* [PROBLEMS TO SOLVE]
**A)** In the article on wartime-style rationing, in which town do the shopkeepers of the BBC program run their businesses?
**B)** Extend the article on wartime-style rationing, picking up right after its last sentence.

* [ARTICLE]

╭──

November 30, 2010

Climate Change Scientists Call for WWII-type Rationing in the Developed World

Rationing in Our Future?

November 29, 2010

Red Dirt Report - On a recent visit to England, an evening in the hotel room found me flipping channels. To say much of British television is awful would be an understatement. However, one program caught my attention — the BBC reality program Turn Back Time: The High Street.

The premise of the program is that a group of shopkeepers and their families on High Street in the historic English market town of Shepton Mallet, Somerset, are instructed to run their businesses — grocer, butcher, blacksmith, etc. — as they would have under the circumstances of their particular time in history.

In the episode I watched the time period was World War II, when times were hard for many Britons and citizens had to make do with whatever they happened to have or could afford. It was also a time of austerity, as the Shepton Mallet families soon discover.

Air raids, food shortages and annoyed customers were common throughout the program. The grocer even offered certain customers black market goods, undermining the "community spirit" approach that developed during those times of hardship, woe and want.

The program struck me, I suppose, because of all the talk these days of austerity, of "sacrifice" and such. British newspapers like The Independent were noting that the climate summit in Cancun, Mexico, is incredibly important, but that most nations won't do enough to save the smaller, poorer nations that will be adversely affected by so-called climate change.

And in today's edition of The Daily Telegraph (article above), it notes that a professor named Kevin Anderson is actually calling for a "halt (to) economic growth in the rich world over the next 20 years." It continues, noting that:
"(T)his would mean a drastic change in lifestyles for many people in countries like Britain as everyone will have to buy less 'carbon intensive' goods and services such as long-haul flights and fuel-hungry cars."
But the part that really caught my attention in regards to Prof. Anderson's insane rantings about austerity was this:
"(Anderson) said politicians should consider a rationing system similar to the one introduced during the 'last time of crisis' in the 1930s and 40s."
Nineteen thirties and forties, eh? Just as BBC viewers witnessed on the Turn Back Time program. Coincidence?

╰──

* [DATA LISTING]

╭──

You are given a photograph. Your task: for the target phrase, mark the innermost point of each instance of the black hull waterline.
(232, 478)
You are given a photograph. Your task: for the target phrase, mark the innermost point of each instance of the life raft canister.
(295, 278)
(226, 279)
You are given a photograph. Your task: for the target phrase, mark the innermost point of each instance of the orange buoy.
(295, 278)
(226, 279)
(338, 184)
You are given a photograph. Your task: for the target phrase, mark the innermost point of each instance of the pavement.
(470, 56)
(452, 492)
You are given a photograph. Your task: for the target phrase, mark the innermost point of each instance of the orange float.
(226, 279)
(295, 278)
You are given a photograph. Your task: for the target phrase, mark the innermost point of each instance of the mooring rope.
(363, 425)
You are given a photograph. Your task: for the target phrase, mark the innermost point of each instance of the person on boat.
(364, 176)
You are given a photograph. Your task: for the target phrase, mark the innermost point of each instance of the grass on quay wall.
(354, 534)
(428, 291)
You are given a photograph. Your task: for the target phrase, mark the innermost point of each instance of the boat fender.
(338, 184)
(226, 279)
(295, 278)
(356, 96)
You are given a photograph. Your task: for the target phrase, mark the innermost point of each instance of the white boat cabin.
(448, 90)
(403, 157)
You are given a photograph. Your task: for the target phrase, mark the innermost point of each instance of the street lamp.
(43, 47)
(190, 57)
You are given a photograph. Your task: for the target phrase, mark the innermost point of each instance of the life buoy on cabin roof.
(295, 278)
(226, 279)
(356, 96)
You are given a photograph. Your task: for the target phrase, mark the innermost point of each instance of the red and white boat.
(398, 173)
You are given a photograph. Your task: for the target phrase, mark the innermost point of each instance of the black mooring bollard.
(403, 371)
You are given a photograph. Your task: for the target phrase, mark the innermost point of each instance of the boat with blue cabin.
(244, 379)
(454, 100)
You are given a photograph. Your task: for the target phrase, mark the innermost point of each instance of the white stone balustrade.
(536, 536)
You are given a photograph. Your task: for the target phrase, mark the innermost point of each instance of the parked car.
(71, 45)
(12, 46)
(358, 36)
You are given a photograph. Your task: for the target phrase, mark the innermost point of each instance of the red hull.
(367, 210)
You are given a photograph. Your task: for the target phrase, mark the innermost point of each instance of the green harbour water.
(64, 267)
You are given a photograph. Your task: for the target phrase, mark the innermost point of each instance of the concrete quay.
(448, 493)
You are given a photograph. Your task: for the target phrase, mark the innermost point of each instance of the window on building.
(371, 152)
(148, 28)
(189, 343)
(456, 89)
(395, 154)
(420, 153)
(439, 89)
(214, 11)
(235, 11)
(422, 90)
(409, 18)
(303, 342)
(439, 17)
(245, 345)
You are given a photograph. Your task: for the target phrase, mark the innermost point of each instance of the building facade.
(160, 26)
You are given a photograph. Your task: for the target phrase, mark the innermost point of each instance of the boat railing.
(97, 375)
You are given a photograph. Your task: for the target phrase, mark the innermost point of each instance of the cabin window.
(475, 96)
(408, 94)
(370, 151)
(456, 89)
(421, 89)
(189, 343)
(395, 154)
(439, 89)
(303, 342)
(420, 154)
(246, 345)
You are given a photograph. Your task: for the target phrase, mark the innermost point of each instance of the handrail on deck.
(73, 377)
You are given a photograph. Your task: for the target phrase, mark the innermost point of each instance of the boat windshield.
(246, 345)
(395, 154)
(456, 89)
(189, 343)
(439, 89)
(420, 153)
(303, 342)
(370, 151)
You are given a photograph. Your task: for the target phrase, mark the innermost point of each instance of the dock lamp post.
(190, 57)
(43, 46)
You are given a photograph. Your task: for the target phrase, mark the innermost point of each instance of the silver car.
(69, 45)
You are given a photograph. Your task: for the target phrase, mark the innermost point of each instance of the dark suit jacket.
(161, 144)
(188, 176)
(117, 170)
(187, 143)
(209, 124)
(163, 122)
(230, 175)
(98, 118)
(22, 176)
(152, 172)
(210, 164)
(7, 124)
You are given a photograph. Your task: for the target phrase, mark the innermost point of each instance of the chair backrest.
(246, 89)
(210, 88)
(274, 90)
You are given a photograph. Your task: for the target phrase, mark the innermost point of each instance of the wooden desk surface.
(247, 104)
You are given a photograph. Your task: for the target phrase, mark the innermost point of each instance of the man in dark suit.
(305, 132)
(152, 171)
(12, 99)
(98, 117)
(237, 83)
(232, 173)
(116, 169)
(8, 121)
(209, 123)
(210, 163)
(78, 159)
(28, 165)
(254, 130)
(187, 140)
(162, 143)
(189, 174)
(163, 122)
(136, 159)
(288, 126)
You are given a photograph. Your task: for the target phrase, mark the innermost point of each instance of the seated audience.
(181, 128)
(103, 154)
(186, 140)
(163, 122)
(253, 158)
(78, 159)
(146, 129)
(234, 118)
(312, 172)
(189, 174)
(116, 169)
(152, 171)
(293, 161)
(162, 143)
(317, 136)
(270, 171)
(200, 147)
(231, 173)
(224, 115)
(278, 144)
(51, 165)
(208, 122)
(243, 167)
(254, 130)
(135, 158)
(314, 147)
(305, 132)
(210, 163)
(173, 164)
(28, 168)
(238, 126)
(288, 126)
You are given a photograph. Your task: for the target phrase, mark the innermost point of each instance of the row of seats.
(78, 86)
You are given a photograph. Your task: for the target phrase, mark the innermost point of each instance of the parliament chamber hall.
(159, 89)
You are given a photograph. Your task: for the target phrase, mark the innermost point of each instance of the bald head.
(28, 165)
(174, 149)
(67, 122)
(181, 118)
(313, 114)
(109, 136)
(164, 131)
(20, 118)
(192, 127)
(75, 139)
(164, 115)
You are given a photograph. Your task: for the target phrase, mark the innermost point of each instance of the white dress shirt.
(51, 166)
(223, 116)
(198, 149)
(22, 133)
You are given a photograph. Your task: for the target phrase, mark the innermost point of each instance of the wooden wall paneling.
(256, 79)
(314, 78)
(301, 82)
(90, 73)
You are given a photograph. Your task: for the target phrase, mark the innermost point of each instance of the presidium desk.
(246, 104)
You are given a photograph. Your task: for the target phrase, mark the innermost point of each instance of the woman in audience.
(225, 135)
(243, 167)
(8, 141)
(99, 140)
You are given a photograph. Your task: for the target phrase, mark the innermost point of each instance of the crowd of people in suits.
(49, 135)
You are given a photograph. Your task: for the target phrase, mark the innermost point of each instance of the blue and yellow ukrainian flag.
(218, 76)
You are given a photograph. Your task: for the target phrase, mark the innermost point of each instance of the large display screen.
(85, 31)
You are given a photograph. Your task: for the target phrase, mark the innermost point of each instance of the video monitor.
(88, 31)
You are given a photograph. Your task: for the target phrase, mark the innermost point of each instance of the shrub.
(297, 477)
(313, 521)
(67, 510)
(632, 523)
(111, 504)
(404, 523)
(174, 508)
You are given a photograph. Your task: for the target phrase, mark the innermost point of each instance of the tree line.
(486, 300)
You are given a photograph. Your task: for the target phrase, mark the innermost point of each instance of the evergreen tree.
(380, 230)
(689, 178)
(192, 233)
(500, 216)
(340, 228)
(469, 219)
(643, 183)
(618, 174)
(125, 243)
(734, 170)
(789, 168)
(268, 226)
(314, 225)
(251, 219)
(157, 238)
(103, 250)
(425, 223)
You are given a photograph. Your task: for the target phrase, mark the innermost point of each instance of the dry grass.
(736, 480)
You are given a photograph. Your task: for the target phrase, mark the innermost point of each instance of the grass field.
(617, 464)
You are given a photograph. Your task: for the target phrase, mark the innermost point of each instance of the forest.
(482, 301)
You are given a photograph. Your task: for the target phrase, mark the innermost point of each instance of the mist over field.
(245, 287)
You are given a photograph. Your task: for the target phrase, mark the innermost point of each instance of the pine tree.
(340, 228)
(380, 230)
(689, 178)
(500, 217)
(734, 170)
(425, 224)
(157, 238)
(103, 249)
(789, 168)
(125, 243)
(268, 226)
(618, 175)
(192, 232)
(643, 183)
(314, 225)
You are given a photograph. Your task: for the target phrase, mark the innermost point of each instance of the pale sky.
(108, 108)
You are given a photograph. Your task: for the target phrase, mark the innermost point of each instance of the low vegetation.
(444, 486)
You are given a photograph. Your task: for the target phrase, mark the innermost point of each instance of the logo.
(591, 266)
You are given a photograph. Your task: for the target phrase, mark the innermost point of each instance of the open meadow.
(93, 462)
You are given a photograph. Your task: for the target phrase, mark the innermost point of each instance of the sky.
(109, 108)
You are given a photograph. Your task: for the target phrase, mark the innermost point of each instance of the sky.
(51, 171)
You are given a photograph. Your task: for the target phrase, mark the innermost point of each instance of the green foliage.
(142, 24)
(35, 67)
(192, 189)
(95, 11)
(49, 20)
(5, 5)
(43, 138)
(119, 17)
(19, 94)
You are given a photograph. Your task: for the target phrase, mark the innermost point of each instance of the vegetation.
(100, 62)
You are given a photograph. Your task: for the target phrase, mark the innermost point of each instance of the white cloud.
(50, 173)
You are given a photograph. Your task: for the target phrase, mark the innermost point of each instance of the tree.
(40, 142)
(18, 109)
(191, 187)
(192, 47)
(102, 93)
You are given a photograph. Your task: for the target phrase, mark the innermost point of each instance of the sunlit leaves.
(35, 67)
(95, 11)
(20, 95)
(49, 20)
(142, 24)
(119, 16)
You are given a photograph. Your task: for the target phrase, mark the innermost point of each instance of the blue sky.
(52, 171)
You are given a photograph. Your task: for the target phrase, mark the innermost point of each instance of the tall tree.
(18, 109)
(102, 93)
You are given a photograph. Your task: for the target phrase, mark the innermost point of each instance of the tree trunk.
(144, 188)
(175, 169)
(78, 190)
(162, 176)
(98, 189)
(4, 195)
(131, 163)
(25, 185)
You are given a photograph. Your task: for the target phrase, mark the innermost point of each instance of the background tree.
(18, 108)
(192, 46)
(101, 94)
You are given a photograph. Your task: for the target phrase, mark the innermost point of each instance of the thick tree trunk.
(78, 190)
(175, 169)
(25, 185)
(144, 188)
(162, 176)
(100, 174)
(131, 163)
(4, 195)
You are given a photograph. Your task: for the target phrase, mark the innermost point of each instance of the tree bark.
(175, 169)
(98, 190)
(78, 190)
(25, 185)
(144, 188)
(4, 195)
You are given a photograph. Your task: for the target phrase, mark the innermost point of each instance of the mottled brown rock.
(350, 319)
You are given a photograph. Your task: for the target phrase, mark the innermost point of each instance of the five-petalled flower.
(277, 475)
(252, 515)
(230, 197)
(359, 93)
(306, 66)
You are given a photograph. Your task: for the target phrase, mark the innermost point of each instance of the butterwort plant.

╰──

* [ANSWERS TO THE EXERCISES]
**A)** Shepton Mallet, Somerset

**B)**
Said Anderson in the Telegraph:
"The Second World War and the concept of rationing is something we need to seriously consider if we are to address the scale do the problem we face."
Now, Prof. Anderson reassures readers that he doesn't expect people to "go back to living in caves," but we do need to wear sweaters more often, rather than turning up the heat in your home." It's starting to feel like the 1970's all over again, isn't it?

As Steve Watson, writing an article for PrisonPlanet.com, noted:
A group called the Royal Society, an "ultra-elitist environmental group," wants the first world to stave off alleged rising global temperatures by adhering "to a system of rationing." This Royal Society group is part of a the global-warming cult that wants drastic cuts in CO2 emissions, even it means folks have to endure austerity and rationing at levels never before seen in modern times.
Meanwhile, greenie globalist do-gooders like U2's Bono and Al Gore are jetting around the world, wagging their fingers and telling people to reduce their "carbon footprint" while they live well, and preach down to everyone for driving an SUV or using certain sorts of light bulbs. As someone who caught U2's performance in 2009 in Norman, Okla., as part of the 360 Degrees Tour, the set was enormous and as Andrew Bolt of Melbourne, Australia's Herald Sun newspaper noted:
"U2's 360 Degrees Tour, the most expensive rock spectacle ever, is here. The tour, with a daily running cost of $850,000, arrived on six 747 jets ..."
And back to my trip to the UK — there was a lot of grumbling about the serious financial challenges facing Ireland and the fact that Britain will have to help them out financially. Yeah, the European Union finance ministers have approved the bailout of Ireland, and the Irish people are mad and protesting, just as they are in Greece and other European countries.

If a country like Ireland can fall so quickly, what lies ahead for Britain and America, for that matter?

While in the United Kingdom, young protesters — students, mostly — were occupying buildings, like Oxford's Radcliffe Camera, or in London, smashing police vans or causing low-level mayhem, protesting the planned cuts in education funding and higher student fees. While walking the streets of Oxford this past week, it was clear that the students were not happy about these recent developments, some holding signs, much as their parents — and even grandparents — had in the 1960's and 70's. One British columnist called these students part of "Generation Scared," where these younger people won't enjoy what their older siblings, parents and grandparents got to enjoy before everything started going to hell, as it were.

Will we have to revert to the kind of rationing and austere conditions that the WWII generation faced?

Is this all an engineered collapse that will bring about some sort of dystopian nightmare on a global scale?

Between the recent TSA protests in the U.S., student uprisings in Britain, collapsing economies, the war-like footing on the Korean peninsula, and an increasingly smug China and Russia, the "grand chessboard," as the globalists like to say, is looking pretty active and more uncertain. Of course, most of us are the "pawns," and we all know what usually happens to the pawns in the game of chess.

Cancun Climate Change Summit: Scientists Call for WWII-type Rationing in the Developed World

Global warming is now such a serious threat to mankind that climate change experts are saying that "the Second World War and the concept of rationing (in rich countries) is something we need to seriously consider if we are to address the scale of the problem we face" to bring down carbon emissions.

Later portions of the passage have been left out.